▶ Written exercise: Copy out the data word for word, from the line containing "index finger is and give its bounding box." down to the line containing "[0,97,241,285]", with both of those lines included.

## START

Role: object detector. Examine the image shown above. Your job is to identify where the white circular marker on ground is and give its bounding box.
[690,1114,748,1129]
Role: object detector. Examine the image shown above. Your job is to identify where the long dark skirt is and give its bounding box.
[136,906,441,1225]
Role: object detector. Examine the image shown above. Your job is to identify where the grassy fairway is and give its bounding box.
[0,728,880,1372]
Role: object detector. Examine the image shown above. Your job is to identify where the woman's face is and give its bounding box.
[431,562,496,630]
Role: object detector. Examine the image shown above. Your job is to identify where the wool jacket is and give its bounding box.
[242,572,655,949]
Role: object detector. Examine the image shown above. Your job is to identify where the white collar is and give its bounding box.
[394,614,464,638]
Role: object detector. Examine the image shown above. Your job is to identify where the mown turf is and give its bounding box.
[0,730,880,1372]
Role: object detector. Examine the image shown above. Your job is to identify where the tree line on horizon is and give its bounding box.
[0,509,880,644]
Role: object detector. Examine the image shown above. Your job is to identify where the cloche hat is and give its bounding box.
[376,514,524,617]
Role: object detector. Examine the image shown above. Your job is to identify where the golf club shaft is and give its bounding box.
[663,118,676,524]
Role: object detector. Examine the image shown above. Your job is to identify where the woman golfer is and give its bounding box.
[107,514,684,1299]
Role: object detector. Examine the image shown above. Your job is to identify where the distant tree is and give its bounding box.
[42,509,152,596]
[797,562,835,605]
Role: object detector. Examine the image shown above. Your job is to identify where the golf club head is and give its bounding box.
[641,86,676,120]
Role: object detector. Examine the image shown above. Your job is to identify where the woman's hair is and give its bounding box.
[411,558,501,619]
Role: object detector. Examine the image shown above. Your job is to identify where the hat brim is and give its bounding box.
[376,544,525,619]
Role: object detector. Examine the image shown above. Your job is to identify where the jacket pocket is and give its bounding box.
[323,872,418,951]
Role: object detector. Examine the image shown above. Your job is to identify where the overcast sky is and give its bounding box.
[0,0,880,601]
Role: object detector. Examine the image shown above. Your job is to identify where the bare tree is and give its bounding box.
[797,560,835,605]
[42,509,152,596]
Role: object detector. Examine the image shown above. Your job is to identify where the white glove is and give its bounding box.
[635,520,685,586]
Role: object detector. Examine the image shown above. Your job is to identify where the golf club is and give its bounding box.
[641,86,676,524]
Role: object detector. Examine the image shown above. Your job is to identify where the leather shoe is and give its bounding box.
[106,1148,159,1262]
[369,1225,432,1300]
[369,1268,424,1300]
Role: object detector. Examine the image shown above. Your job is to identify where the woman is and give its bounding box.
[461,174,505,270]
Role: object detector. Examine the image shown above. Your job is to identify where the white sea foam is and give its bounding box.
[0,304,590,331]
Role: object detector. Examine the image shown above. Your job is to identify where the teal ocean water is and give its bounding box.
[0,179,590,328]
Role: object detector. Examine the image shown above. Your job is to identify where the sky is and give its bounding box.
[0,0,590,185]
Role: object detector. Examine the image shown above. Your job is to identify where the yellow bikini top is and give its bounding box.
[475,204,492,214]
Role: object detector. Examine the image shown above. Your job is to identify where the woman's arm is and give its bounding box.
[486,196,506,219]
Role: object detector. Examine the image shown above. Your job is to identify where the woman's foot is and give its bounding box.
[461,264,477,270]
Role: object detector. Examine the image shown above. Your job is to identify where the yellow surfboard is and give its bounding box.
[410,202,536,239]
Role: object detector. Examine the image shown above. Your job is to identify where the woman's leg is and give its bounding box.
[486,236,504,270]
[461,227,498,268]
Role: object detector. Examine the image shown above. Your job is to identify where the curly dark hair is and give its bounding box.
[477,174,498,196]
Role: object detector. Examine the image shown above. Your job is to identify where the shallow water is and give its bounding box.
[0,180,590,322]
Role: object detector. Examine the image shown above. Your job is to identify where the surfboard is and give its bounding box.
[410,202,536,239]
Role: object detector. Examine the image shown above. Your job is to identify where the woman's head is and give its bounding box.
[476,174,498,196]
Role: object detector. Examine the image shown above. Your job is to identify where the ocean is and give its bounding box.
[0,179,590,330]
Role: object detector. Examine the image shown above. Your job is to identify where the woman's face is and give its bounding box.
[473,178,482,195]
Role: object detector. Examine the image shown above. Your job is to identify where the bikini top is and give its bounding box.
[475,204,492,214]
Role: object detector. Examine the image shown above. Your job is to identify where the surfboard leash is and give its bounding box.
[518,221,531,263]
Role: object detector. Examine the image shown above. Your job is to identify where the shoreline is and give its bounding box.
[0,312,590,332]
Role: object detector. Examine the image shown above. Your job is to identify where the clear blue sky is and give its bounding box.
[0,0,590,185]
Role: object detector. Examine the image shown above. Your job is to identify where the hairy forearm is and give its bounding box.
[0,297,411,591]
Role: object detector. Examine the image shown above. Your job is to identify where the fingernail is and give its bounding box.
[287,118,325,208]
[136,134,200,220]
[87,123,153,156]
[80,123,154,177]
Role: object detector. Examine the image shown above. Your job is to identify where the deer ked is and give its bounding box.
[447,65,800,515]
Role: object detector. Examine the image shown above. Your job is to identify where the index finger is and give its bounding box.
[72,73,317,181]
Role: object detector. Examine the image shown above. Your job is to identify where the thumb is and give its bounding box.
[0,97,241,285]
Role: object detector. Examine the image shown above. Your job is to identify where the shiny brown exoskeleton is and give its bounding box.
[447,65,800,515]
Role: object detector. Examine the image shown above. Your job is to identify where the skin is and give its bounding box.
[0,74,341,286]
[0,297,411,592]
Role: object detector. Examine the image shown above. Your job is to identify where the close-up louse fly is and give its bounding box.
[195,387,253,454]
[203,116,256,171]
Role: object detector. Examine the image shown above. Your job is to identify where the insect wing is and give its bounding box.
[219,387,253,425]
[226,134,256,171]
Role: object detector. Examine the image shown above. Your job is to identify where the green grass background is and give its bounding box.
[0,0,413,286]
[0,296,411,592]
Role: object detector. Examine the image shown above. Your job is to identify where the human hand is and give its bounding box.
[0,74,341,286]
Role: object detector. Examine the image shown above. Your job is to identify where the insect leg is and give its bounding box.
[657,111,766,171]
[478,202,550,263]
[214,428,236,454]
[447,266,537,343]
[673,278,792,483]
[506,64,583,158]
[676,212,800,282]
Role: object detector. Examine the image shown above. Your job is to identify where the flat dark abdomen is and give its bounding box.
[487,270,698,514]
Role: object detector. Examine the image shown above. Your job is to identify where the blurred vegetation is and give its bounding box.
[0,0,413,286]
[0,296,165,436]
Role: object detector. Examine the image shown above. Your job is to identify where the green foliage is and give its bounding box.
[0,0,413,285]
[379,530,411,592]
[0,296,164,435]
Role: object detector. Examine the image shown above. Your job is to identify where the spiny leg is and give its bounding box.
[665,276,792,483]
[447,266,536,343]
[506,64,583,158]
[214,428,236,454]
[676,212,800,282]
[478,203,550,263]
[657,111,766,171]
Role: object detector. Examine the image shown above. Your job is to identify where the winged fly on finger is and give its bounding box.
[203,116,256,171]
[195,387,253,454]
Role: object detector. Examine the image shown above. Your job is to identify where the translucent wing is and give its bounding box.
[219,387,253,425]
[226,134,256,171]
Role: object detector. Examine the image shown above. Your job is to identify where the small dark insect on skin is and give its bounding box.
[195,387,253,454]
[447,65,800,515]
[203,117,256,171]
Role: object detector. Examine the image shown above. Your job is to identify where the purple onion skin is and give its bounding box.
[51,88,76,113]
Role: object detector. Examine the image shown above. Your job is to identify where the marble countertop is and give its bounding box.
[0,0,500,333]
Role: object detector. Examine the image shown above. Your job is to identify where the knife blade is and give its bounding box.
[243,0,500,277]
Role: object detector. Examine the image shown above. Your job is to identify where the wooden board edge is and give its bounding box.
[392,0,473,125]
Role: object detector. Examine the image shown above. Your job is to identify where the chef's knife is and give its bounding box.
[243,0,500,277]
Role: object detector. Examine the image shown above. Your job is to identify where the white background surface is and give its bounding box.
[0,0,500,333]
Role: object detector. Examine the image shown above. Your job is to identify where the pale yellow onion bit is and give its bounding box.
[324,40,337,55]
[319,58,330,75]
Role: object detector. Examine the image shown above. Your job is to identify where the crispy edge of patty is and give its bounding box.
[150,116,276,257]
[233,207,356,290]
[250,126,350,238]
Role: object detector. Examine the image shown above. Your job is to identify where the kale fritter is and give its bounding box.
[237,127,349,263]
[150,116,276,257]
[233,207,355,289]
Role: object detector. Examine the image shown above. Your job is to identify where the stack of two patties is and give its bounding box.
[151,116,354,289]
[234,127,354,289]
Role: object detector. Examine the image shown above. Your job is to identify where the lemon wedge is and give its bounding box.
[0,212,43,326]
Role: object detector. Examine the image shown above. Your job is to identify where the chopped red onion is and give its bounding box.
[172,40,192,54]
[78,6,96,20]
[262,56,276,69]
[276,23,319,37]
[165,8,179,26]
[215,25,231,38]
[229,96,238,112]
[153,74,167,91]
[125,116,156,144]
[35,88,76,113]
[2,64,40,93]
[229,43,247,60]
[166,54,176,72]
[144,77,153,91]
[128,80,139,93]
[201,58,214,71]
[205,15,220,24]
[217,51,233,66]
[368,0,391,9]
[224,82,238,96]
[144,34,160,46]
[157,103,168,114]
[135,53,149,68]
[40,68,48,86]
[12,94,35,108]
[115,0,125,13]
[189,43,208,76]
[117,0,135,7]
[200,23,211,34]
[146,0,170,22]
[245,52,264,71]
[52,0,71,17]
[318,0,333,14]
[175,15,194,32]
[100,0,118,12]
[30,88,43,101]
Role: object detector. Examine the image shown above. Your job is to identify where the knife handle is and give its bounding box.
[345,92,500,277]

## END

▶ Solution to this problem:
Role: object detector. Examine the image shown above. Your job is to identify where the index finger is and give its bounding box.
[72,73,317,181]
Role: object detector. Examine the image shown above. Your job is to identify where the thumb is and give its bounding box.
[0,97,241,285]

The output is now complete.